:: Supplied material ::
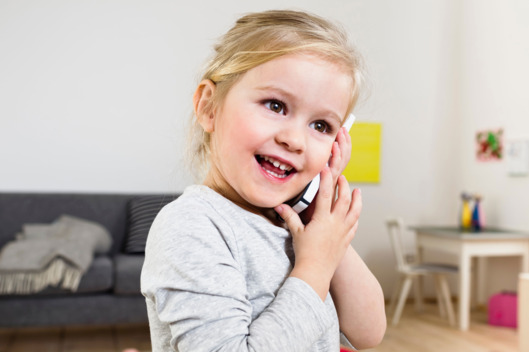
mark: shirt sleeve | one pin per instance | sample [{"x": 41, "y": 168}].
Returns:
[{"x": 194, "y": 284}]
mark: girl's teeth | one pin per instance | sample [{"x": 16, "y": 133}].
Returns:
[
  {"x": 277, "y": 164},
  {"x": 275, "y": 175}
]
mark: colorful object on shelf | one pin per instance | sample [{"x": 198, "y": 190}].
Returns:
[
  {"x": 489, "y": 145},
  {"x": 478, "y": 219},
  {"x": 465, "y": 220}
]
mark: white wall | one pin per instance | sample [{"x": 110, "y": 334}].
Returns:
[
  {"x": 95, "y": 96},
  {"x": 494, "y": 87}
]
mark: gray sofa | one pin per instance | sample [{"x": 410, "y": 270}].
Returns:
[{"x": 109, "y": 292}]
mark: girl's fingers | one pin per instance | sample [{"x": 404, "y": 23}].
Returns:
[
  {"x": 356, "y": 206},
  {"x": 335, "y": 161},
  {"x": 290, "y": 217},
  {"x": 325, "y": 193},
  {"x": 343, "y": 200}
]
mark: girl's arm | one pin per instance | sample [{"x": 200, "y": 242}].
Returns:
[{"x": 359, "y": 301}]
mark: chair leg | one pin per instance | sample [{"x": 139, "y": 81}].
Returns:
[
  {"x": 440, "y": 297},
  {"x": 418, "y": 294},
  {"x": 447, "y": 300},
  {"x": 402, "y": 299},
  {"x": 395, "y": 295}
]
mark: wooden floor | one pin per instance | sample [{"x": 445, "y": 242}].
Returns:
[{"x": 416, "y": 332}]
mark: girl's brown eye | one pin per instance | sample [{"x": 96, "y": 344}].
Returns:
[
  {"x": 320, "y": 126},
  {"x": 275, "y": 106}
]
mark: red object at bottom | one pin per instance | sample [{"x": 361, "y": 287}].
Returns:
[{"x": 503, "y": 309}]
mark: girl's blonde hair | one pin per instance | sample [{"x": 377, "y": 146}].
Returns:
[{"x": 257, "y": 38}]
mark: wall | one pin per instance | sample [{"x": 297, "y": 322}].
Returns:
[
  {"x": 494, "y": 56},
  {"x": 95, "y": 98}
]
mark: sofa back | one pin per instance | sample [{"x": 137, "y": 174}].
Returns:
[{"x": 109, "y": 210}]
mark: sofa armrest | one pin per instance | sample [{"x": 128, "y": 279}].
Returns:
[{"x": 127, "y": 273}]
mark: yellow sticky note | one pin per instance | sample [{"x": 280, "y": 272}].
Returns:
[{"x": 364, "y": 165}]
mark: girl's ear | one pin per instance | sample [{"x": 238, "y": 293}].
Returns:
[{"x": 202, "y": 102}]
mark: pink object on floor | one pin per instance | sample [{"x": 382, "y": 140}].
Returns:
[{"x": 503, "y": 309}]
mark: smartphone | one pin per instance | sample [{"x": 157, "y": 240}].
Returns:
[{"x": 302, "y": 201}]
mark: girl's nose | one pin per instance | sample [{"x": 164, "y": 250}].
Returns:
[{"x": 292, "y": 137}]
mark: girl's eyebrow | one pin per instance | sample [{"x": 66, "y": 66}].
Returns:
[{"x": 284, "y": 93}]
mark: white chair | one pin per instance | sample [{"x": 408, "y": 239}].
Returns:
:::
→ **Work to do**
Except for the pictures, print the data above exactly.

→ **Task output**
mark: shirt sleeve | one pin per instance | sample [{"x": 41, "y": 168}].
Returns:
[{"x": 194, "y": 284}]
mark: girl's teeth | one pin per instance | sample [{"x": 16, "y": 133}].
Returns:
[
  {"x": 277, "y": 164},
  {"x": 275, "y": 175}
]
mark: colorful object on shelf | one pin per instance | sample [{"x": 198, "y": 190}].
Returns:
[
  {"x": 489, "y": 145},
  {"x": 478, "y": 219},
  {"x": 465, "y": 220}
]
mark: white wall | one pin per instance | sample [{"x": 110, "y": 334}].
Returns:
[
  {"x": 95, "y": 96},
  {"x": 494, "y": 87}
]
mark: gray sofa | one pin per instance | sample [{"x": 410, "y": 270}].
Returns:
[{"x": 109, "y": 292}]
mark: girl's fingers | one pin per instance | sample [{"x": 404, "y": 23}].
Returns:
[
  {"x": 356, "y": 206},
  {"x": 335, "y": 161},
  {"x": 290, "y": 217},
  {"x": 325, "y": 193},
  {"x": 343, "y": 200}
]
mark: girl's arm | one pin per instance | sample [{"x": 200, "y": 242}].
Returns:
[{"x": 359, "y": 301}]
mark: chair leg | one pin per instance | sample [{"x": 139, "y": 81}].
Returns:
[
  {"x": 440, "y": 297},
  {"x": 418, "y": 294},
  {"x": 447, "y": 300},
  {"x": 402, "y": 299},
  {"x": 395, "y": 295}
]
mark: wooden floor | one pin per instance | sample [{"x": 445, "y": 242}].
Returns:
[{"x": 416, "y": 332}]
mark: girl's brown eye | one pin per instance | sample [{"x": 96, "y": 344}].
Returns:
[
  {"x": 320, "y": 126},
  {"x": 275, "y": 106}
]
mark: red object at bottom | one pin per instance | sample [{"x": 361, "y": 287}].
Returns:
[{"x": 503, "y": 309}]
mark: girl's blonde hair | one pin per instance | sample [{"x": 377, "y": 146}].
Returns:
[{"x": 257, "y": 38}]
mark: wall | one pin per instance | sample [{"x": 297, "y": 322}].
Returns:
[
  {"x": 494, "y": 56},
  {"x": 95, "y": 98}
]
mark: sofa back | one pin per instance | sample [{"x": 137, "y": 174}].
Returns:
[{"x": 109, "y": 210}]
mark: sofa armrest | one pin per instance | sample [{"x": 128, "y": 279}].
Returns:
[{"x": 127, "y": 273}]
mark: yellow sticky note | one pin per instance | sample [{"x": 280, "y": 272}].
Returns:
[{"x": 364, "y": 165}]
mark: girl's ear | one pin per instance | sample [{"x": 238, "y": 293}].
Returns:
[{"x": 202, "y": 102}]
mark: pink object on floor | one pin per instance | sample [{"x": 382, "y": 140}].
Returns:
[{"x": 503, "y": 309}]
mark: smartphone | one pin per instance | sample [{"x": 157, "y": 240}].
Returns:
[{"x": 302, "y": 201}]
mark: girl's nose | one pin per instance | sample [{"x": 164, "y": 250}].
Returns:
[{"x": 292, "y": 137}]
mark: girl's eyebrow | one pin per instance | sample [{"x": 66, "y": 66}].
Returns:
[{"x": 284, "y": 93}]
mark: white chair | one pin per instance | sample [{"x": 408, "y": 239}].
Returns:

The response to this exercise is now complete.